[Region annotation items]
═══

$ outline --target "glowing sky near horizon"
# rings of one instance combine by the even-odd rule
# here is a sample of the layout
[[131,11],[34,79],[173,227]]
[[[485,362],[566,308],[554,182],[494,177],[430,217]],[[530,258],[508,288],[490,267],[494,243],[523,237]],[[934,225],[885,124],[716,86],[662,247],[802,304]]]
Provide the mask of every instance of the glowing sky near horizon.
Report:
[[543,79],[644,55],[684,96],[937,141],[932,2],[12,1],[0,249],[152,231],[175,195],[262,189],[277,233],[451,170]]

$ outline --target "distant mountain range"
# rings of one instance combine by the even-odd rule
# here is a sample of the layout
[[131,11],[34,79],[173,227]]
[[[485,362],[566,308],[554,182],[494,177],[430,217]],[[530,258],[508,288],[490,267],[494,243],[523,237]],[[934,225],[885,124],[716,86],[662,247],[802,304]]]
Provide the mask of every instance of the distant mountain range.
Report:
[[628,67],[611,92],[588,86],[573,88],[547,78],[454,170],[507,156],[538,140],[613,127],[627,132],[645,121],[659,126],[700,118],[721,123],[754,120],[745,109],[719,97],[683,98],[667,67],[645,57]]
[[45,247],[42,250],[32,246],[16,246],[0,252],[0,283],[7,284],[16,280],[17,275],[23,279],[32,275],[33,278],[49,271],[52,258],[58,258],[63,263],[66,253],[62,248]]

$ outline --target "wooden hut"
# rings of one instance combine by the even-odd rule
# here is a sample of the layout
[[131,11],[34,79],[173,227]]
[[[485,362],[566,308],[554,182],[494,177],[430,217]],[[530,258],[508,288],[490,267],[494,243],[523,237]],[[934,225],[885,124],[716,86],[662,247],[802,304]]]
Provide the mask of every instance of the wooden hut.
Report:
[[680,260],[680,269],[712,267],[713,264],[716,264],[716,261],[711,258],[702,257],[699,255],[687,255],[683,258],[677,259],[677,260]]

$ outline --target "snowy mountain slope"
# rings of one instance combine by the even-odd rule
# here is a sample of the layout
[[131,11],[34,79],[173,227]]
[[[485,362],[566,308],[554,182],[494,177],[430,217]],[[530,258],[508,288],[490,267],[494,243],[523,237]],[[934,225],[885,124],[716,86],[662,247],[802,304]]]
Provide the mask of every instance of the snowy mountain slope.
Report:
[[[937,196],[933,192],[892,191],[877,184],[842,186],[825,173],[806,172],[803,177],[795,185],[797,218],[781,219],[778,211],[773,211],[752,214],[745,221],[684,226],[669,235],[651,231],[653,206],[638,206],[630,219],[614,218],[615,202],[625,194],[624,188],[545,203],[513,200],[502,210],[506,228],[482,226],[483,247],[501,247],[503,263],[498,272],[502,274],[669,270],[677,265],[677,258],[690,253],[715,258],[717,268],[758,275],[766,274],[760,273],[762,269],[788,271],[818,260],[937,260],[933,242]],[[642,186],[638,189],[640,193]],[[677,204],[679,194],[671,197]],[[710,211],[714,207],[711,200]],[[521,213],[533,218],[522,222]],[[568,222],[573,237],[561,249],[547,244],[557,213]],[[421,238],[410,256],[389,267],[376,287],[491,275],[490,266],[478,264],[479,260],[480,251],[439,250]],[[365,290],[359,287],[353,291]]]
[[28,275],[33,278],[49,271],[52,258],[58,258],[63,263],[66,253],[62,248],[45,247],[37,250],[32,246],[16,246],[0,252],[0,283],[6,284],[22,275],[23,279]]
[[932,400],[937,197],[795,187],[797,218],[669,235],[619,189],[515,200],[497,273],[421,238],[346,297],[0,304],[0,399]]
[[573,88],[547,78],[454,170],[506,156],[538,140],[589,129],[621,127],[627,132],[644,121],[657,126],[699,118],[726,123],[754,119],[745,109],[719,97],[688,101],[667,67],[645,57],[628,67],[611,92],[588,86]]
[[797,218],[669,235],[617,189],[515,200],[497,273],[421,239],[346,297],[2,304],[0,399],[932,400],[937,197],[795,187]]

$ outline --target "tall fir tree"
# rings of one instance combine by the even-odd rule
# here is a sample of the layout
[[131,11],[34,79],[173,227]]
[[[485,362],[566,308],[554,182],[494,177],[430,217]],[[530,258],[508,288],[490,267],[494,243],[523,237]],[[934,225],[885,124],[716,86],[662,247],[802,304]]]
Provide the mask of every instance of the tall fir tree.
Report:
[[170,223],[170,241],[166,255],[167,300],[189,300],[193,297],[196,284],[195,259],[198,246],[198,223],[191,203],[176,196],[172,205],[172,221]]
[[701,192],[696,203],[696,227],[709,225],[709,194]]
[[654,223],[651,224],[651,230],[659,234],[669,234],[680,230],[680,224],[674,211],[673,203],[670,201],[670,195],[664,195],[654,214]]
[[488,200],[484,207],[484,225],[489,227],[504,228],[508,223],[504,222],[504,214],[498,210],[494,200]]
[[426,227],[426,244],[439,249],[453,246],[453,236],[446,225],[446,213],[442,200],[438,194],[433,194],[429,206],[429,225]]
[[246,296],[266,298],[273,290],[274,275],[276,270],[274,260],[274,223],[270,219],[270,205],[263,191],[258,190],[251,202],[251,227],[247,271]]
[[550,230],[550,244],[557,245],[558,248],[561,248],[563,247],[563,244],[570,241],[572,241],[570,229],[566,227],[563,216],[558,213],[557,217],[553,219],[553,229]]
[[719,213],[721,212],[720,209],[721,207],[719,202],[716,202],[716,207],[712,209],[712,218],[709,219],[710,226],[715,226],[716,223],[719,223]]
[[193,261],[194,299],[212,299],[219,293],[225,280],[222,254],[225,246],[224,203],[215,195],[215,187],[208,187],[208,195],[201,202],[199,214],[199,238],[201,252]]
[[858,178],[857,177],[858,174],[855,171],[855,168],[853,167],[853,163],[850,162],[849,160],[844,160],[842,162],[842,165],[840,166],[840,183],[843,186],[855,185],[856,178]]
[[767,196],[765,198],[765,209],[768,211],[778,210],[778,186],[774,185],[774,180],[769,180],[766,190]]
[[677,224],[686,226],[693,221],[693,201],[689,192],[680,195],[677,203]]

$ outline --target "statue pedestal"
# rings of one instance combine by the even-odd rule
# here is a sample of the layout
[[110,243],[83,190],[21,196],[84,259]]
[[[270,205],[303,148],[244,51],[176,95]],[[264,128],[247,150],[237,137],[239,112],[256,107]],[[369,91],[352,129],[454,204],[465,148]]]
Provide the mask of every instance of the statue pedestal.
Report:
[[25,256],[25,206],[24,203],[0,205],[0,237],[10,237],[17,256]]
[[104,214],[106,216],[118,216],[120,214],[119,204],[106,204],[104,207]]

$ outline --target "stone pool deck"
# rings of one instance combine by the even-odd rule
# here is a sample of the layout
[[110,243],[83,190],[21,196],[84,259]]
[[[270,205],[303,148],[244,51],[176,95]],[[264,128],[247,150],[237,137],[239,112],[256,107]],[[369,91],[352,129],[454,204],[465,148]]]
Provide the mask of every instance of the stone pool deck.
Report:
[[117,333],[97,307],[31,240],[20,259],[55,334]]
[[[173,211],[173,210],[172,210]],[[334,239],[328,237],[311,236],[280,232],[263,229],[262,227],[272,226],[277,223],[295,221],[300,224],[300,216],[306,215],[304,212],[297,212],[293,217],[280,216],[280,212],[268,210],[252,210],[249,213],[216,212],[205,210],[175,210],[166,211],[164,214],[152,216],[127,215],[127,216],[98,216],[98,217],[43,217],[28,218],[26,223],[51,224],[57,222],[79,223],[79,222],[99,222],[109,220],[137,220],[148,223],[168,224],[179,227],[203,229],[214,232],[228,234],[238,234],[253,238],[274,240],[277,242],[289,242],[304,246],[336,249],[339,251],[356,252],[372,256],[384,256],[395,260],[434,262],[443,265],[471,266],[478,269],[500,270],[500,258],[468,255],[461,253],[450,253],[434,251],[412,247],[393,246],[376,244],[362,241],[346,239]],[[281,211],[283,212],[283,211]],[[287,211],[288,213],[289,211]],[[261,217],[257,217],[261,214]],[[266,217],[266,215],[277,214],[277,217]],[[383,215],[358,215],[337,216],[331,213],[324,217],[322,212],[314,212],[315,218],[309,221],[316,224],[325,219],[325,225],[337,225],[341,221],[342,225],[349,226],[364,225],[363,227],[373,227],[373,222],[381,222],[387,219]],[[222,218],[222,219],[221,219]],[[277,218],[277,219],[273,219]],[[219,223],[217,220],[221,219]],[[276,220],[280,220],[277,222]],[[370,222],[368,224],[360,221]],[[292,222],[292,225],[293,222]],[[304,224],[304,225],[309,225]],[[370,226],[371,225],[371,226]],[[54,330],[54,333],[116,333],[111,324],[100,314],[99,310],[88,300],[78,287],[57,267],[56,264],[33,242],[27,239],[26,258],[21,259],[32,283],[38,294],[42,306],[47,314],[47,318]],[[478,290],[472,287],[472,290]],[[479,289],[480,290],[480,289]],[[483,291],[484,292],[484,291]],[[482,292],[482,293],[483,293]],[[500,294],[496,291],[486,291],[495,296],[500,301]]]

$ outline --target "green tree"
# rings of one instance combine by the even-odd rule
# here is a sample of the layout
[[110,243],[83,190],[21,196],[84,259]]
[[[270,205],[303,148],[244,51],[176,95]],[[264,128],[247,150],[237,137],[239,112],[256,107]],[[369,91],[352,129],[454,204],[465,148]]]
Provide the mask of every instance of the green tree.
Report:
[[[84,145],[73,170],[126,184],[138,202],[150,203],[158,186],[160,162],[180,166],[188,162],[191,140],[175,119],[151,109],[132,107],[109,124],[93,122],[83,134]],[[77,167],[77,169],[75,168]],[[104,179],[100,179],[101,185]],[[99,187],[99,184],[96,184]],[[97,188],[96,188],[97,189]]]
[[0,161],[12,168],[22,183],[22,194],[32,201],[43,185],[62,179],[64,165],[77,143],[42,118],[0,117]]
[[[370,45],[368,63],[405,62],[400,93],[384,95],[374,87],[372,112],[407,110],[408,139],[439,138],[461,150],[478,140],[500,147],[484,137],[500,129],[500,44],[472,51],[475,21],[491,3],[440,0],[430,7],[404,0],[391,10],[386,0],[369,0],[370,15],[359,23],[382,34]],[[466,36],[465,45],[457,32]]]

═══

_Set exercise_
Identify each line of the rows above that contains the word "glowing", and copy every such line.

_Response_
$ outline --target "glowing sky near horizon"
Provide the mask of every instance of the glowing sky near horizon.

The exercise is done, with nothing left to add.